■ Brief ■
Pictures in the listing should not be copied. Reproduce, word for word, each line from the one holding "find the chimney" through the final line.
= = = =
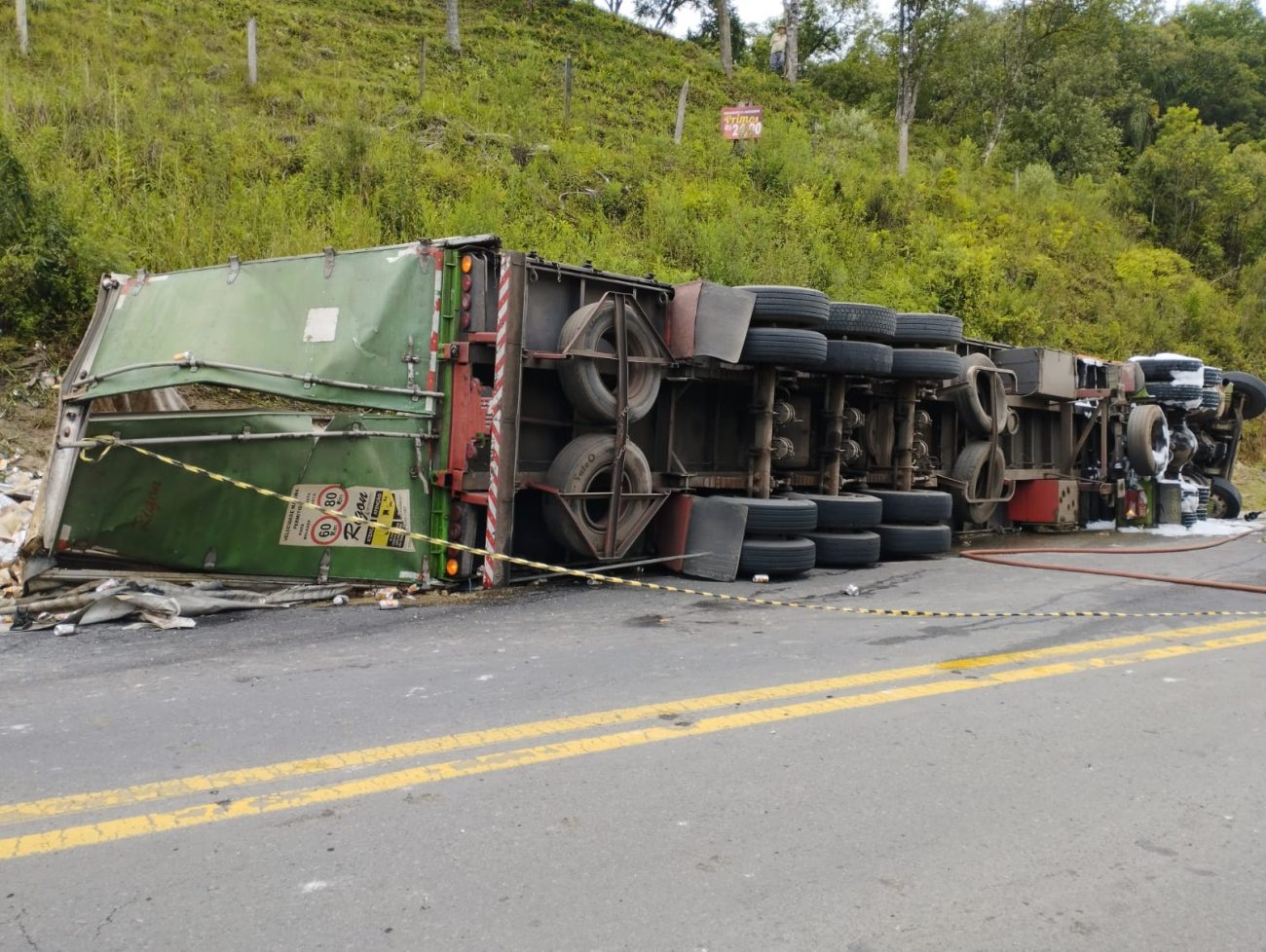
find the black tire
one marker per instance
(915, 505)
(792, 307)
(936, 329)
(1253, 388)
(848, 510)
(781, 515)
(1175, 394)
(846, 548)
(1147, 439)
(859, 358)
(983, 468)
(785, 347)
(776, 557)
(904, 540)
(1224, 499)
(914, 363)
(861, 321)
(580, 467)
(982, 404)
(1161, 370)
(590, 384)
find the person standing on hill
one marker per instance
(779, 50)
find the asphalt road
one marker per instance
(575, 767)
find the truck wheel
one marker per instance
(1161, 370)
(780, 557)
(861, 321)
(781, 515)
(1147, 439)
(585, 466)
(848, 510)
(1188, 395)
(786, 347)
(589, 383)
(844, 548)
(915, 505)
(914, 363)
(789, 307)
(936, 329)
(984, 471)
(982, 404)
(859, 358)
(1253, 388)
(1224, 499)
(897, 540)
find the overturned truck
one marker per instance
(503, 401)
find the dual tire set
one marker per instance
(802, 329)
(788, 535)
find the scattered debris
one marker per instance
(159, 603)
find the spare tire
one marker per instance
(982, 404)
(590, 383)
(861, 321)
(848, 510)
(1176, 394)
(936, 329)
(1147, 439)
(1224, 500)
(898, 540)
(581, 467)
(785, 347)
(793, 307)
(776, 557)
(1161, 370)
(983, 468)
(780, 515)
(859, 358)
(915, 505)
(1253, 388)
(844, 548)
(914, 363)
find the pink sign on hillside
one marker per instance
(742, 122)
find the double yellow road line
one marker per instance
(1054, 661)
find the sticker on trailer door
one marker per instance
(388, 508)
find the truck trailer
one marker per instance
(497, 400)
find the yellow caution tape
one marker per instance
(110, 442)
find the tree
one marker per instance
(455, 41)
(792, 9)
(726, 50)
(1188, 186)
(662, 13)
(920, 25)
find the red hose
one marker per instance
(995, 556)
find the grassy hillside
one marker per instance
(138, 131)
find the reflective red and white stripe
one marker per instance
(494, 412)
(437, 256)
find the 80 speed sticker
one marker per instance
(385, 506)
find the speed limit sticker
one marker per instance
(387, 508)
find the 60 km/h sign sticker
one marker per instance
(387, 508)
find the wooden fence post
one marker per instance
(251, 63)
(682, 113)
(566, 92)
(23, 37)
(422, 70)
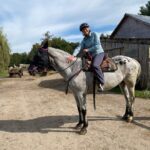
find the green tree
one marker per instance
(33, 51)
(4, 51)
(145, 10)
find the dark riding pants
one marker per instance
(97, 60)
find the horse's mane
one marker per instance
(64, 53)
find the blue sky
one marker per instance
(25, 21)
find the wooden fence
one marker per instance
(135, 48)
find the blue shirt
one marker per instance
(92, 43)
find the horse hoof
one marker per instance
(78, 126)
(130, 119)
(83, 131)
(124, 117)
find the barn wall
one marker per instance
(131, 28)
(138, 49)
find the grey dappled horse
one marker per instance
(125, 76)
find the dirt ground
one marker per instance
(35, 114)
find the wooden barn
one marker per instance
(131, 37)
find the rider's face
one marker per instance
(86, 31)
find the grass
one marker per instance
(4, 73)
(141, 94)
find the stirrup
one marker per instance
(100, 88)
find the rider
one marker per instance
(91, 44)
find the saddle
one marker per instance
(107, 65)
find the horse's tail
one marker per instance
(139, 72)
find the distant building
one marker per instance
(131, 37)
(133, 26)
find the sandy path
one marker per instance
(37, 115)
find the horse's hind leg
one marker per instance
(129, 97)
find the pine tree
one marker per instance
(4, 51)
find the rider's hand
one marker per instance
(70, 58)
(85, 50)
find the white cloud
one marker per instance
(25, 22)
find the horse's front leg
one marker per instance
(129, 96)
(83, 122)
(84, 114)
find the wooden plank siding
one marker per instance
(135, 48)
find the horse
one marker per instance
(126, 75)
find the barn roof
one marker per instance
(141, 18)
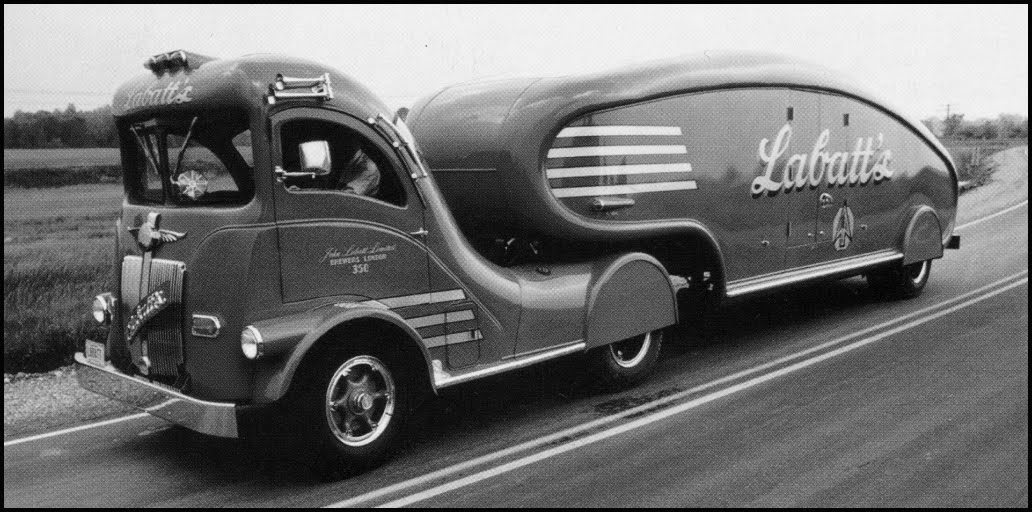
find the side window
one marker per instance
(358, 166)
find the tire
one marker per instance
(901, 281)
(352, 409)
(626, 362)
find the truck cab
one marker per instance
(283, 243)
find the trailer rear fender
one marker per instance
(923, 238)
(289, 341)
(631, 294)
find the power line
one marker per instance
(54, 92)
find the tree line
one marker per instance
(74, 128)
(956, 127)
(68, 128)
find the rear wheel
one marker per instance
(901, 281)
(626, 362)
(353, 408)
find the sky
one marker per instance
(921, 58)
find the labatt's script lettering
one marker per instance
(836, 169)
(356, 254)
(176, 92)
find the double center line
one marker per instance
(668, 406)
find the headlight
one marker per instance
(103, 306)
(251, 343)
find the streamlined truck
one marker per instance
(285, 243)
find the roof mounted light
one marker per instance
(174, 61)
(291, 88)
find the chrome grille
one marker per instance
(163, 334)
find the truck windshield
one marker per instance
(189, 160)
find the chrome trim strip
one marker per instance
(647, 168)
(215, 319)
(444, 379)
(600, 131)
(453, 339)
(420, 298)
(624, 189)
(418, 322)
(770, 281)
(459, 316)
(213, 418)
(464, 169)
(602, 151)
(440, 318)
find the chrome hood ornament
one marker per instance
(150, 235)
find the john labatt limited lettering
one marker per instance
(836, 169)
(176, 92)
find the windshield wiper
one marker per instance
(151, 154)
(179, 158)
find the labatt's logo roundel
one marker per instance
(836, 169)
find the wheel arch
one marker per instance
(277, 378)
(636, 279)
(923, 236)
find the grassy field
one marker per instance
(57, 255)
(69, 157)
(971, 157)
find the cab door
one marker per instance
(340, 235)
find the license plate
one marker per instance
(95, 353)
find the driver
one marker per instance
(359, 176)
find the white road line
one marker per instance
(75, 428)
(988, 217)
(574, 430)
(682, 408)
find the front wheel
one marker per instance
(626, 362)
(352, 410)
(901, 281)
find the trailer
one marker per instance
(746, 171)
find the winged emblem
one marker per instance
(150, 235)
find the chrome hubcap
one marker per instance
(917, 272)
(360, 401)
(632, 351)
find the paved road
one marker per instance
(905, 413)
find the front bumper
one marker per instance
(212, 418)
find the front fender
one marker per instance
(631, 294)
(288, 340)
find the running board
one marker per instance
(443, 379)
(771, 281)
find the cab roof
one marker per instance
(242, 83)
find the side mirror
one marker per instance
(315, 157)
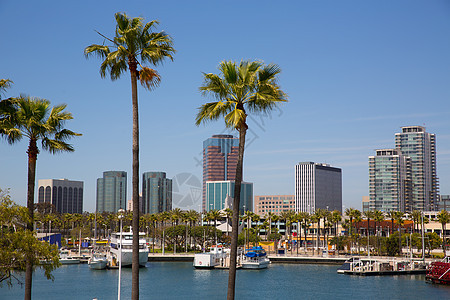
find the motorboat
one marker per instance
(124, 241)
(439, 271)
(377, 266)
(255, 258)
(216, 257)
(98, 261)
(66, 259)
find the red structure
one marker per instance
(439, 272)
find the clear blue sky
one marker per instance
(355, 72)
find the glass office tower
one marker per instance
(156, 193)
(112, 191)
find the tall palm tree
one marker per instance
(398, 217)
(239, 89)
(378, 217)
(416, 216)
(368, 214)
(443, 218)
(4, 85)
(133, 45)
(228, 214)
(215, 215)
(36, 120)
(391, 215)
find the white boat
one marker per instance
(377, 266)
(97, 261)
(65, 259)
(255, 258)
(127, 249)
(216, 257)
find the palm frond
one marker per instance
(100, 51)
(149, 78)
(212, 111)
(235, 118)
(4, 85)
(55, 146)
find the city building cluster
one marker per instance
(402, 178)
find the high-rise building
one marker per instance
(420, 146)
(66, 195)
(112, 191)
(389, 181)
(317, 185)
(220, 156)
(156, 192)
(443, 203)
(275, 204)
(217, 193)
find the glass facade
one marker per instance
(389, 181)
(220, 155)
(112, 191)
(66, 195)
(156, 192)
(420, 146)
(217, 192)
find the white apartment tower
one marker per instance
(66, 195)
(317, 185)
(420, 146)
(389, 181)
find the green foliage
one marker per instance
(17, 244)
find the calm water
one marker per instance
(169, 280)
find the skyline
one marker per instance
(354, 73)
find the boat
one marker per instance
(65, 259)
(439, 271)
(255, 258)
(98, 261)
(366, 266)
(215, 258)
(127, 249)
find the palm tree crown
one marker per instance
(248, 86)
(134, 44)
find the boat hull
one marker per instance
(127, 258)
(67, 261)
(98, 265)
(263, 264)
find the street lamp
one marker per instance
(120, 216)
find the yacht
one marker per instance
(97, 261)
(127, 249)
(255, 258)
(65, 259)
(216, 257)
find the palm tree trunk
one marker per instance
(135, 181)
(235, 221)
(32, 157)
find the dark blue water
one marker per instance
(170, 280)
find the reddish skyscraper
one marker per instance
(220, 156)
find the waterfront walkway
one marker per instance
(301, 259)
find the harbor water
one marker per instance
(179, 280)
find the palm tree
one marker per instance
(215, 215)
(34, 119)
(391, 215)
(239, 89)
(398, 216)
(443, 218)
(4, 85)
(378, 217)
(228, 214)
(415, 216)
(133, 44)
(306, 219)
(368, 214)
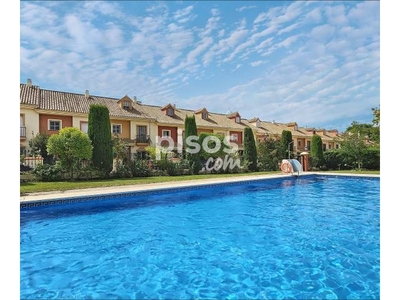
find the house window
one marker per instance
(116, 128)
(54, 125)
(166, 133)
(142, 134)
(127, 105)
(84, 127)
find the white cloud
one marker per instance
(184, 15)
(257, 63)
(242, 8)
(288, 28)
(323, 32)
(224, 45)
(314, 15)
(157, 54)
(336, 15)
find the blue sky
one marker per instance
(317, 63)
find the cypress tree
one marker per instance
(250, 150)
(99, 132)
(191, 130)
(316, 152)
(285, 142)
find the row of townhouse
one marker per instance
(140, 125)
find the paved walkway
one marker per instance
(155, 186)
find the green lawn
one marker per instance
(33, 187)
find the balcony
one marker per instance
(22, 132)
(142, 139)
(300, 149)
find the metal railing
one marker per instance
(22, 131)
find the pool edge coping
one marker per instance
(153, 187)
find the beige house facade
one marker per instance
(141, 125)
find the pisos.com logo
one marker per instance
(210, 144)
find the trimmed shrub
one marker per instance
(250, 150)
(191, 130)
(285, 142)
(316, 152)
(99, 132)
(48, 172)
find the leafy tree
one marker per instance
(286, 143)
(191, 130)
(120, 149)
(70, 145)
(268, 154)
(354, 146)
(316, 152)
(99, 132)
(38, 145)
(376, 111)
(250, 150)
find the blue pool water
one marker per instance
(307, 238)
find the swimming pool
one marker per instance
(311, 237)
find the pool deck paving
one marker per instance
(45, 196)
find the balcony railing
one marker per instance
(300, 149)
(22, 131)
(143, 139)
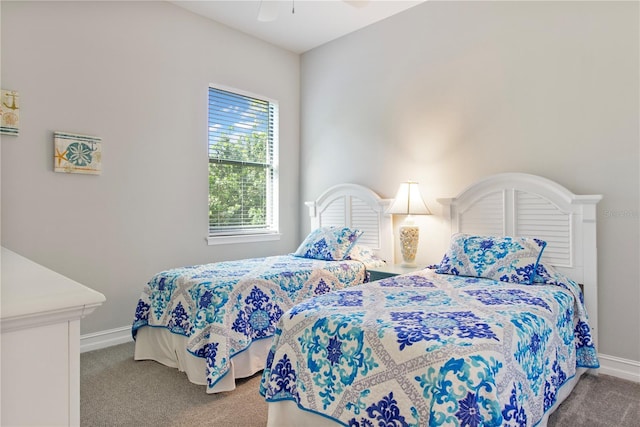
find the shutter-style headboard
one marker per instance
(355, 206)
(517, 204)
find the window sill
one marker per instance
(242, 238)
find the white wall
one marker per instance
(137, 75)
(449, 92)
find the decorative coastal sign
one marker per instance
(9, 112)
(77, 153)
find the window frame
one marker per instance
(272, 230)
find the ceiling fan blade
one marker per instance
(268, 11)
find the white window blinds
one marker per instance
(243, 136)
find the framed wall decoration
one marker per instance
(77, 153)
(9, 112)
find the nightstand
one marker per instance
(391, 270)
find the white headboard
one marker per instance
(517, 204)
(352, 205)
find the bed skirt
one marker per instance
(165, 347)
(286, 413)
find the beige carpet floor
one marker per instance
(115, 390)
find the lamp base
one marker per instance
(409, 235)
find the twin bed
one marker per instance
(215, 321)
(496, 334)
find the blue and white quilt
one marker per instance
(223, 307)
(428, 349)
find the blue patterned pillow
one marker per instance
(508, 259)
(365, 255)
(328, 243)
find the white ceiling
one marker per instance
(313, 23)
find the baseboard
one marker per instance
(104, 339)
(618, 367)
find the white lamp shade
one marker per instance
(408, 201)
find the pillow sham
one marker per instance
(365, 255)
(328, 243)
(507, 259)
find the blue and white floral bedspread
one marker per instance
(431, 349)
(222, 307)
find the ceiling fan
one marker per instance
(268, 10)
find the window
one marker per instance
(243, 175)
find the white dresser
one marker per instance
(40, 348)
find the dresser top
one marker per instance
(29, 289)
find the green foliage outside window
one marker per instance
(238, 173)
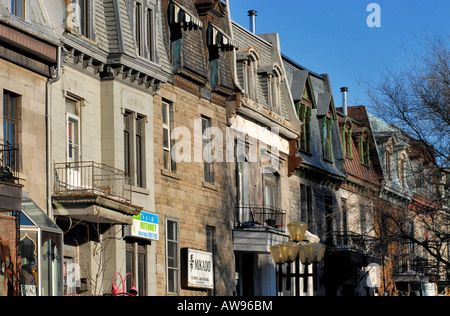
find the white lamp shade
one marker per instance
(289, 251)
(312, 253)
(275, 251)
(297, 230)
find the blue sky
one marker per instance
(332, 36)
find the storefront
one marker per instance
(40, 249)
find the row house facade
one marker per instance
(159, 148)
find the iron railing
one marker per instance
(9, 163)
(254, 216)
(88, 177)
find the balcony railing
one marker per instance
(9, 166)
(259, 217)
(81, 178)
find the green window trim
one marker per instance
(327, 139)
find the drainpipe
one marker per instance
(344, 91)
(252, 14)
(48, 134)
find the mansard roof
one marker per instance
(314, 162)
(266, 48)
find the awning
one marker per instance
(33, 216)
(181, 16)
(217, 37)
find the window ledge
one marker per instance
(170, 174)
(140, 190)
(209, 186)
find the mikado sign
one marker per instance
(197, 269)
(146, 225)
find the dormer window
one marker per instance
(79, 18)
(347, 130)
(365, 148)
(402, 170)
(274, 87)
(327, 138)
(250, 73)
(144, 31)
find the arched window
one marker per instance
(347, 130)
(250, 73)
(275, 79)
(402, 170)
(365, 148)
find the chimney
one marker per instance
(344, 91)
(252, 14)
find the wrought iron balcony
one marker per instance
(9, 157)
(259, 217)
(91, 178)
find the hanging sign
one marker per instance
(197, 269)
(145, 225)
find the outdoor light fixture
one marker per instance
(297, 231)
(312, 253)
(288, 252)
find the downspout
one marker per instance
(48, 134)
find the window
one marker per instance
(73, 146)
(250, 75)
(402, 171)
(327, 139)
(365, 149)
(329, 212)
(138, 30)
(18, 8)
(270, 190)
(136, 264)
(387, 164)
(150, 34)
(274, 80)
(207, 143)
(139, 153)
(304, 113)
(347, 138)
(134, 147)
(144, 31)
(167, 122)
(306, 206)
(79, 18)
(172, 249)
(211, 247)
(11, 102)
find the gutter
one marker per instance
(48, 142)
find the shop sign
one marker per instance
(145, 225)
(197, 269)
(429, 289)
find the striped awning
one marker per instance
(181, 16)
(217, 37)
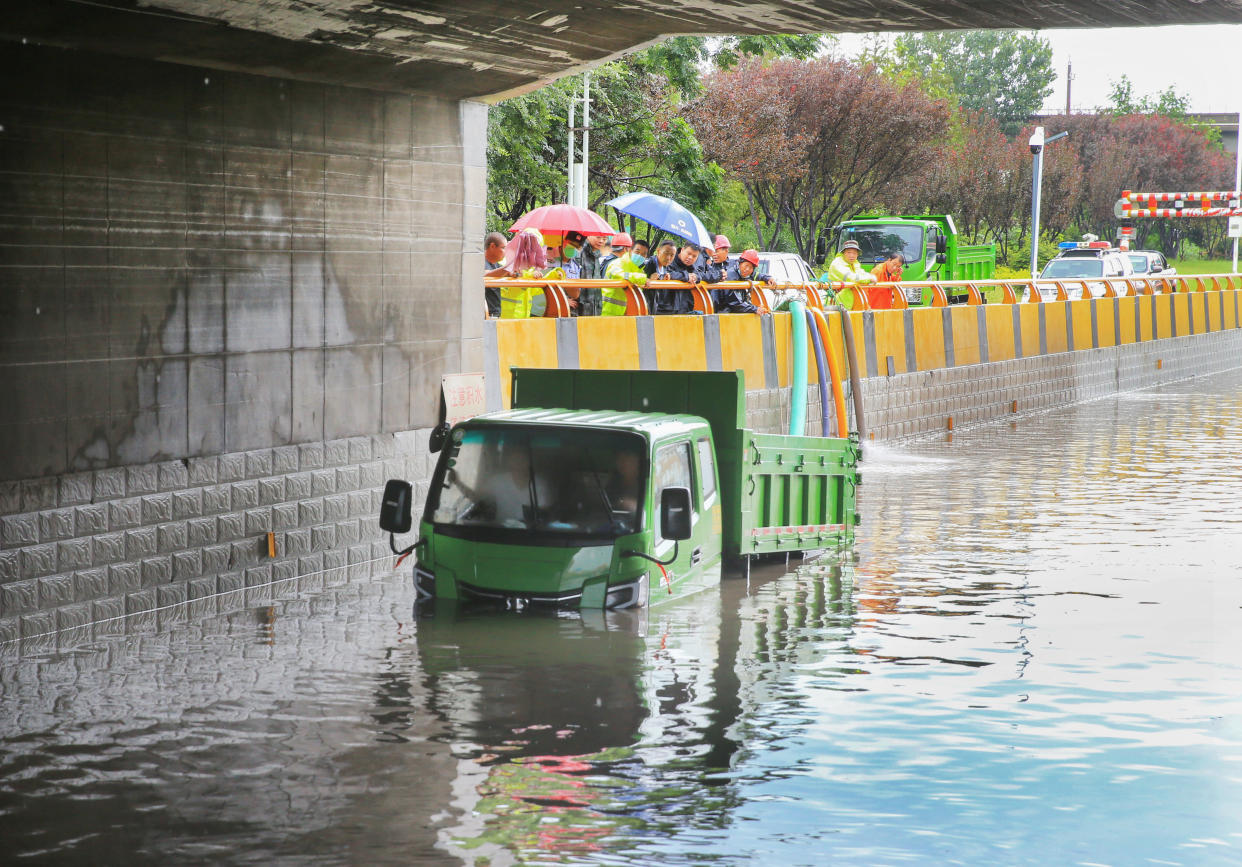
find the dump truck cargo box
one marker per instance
(778, 493)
= = = =
■ Complete response ■
find the chimney
one marker per instance
(344, 91)
(252, 14)
find the wrought iron balcony
one marker per instance
(9, 157)
(259, 217)
(91, 178)
find the hanging sign
one marker per instance
(197, 269)
(145, 225)
find the outdoor light fixture
one marker per instance
(297, 231)
(312, 253)
(288, 252)
find the downspout
one marker per instance
(48, 134)
find the window
one marker per instance
(73, 146)
(250, 75)
(402, 171)
(327, 139)
(365, 149)
(329, 212)
(138, 30)
(18, 8)
(270, 190)
(136, 264)
(387, 164)
(150, 34)
(274, 80)
(207, 143)
(139, 153)
(304, 113)
(347, 138)
(134, 147)
(144, 31)
(167, 122)
(306, 206)
(79, 18)
(172, 249)
(211, 247)
(11, 102)
find the gutter
one marker per instance
(48, 142)
find the shop sign
one marker per instance
(145, 225)
(197, 269)
(429, 289)
find the striped awning
one marker per instance
(181, 16)
(217, 37)
find the dump truck cargo box
one marker per instance
(778, 493)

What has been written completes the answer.